## Stored data entries:
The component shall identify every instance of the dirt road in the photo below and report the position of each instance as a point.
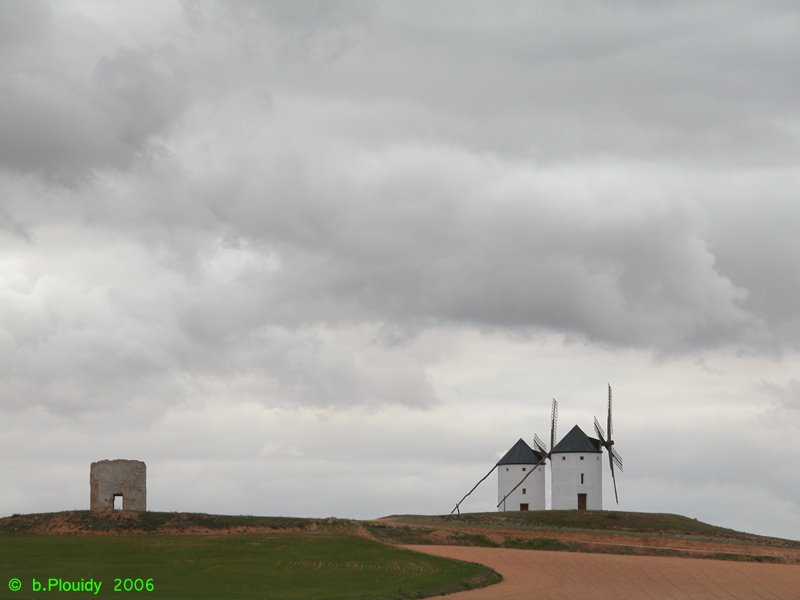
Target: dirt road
(539, 575)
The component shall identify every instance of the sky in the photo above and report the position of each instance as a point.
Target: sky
(333, 258)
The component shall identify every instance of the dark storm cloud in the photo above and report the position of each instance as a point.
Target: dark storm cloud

## WHAT TO DO:
For every line above, produce an exact transcription that omits the images.

## REPLY TO THE TASK:
The component shall identify every instance of the dirt road in the photo below and report the position of each instance as a point.
Target: dirt road
(539, 575)
The component shall identify every instance of the sky in the photo above and report the position of each instance as a point.
Target: sky
(333, 258)
The component shall identify every instance of the dark storm cloud in the photo above and report the position of each instance as a point.
Target: dark storm cloud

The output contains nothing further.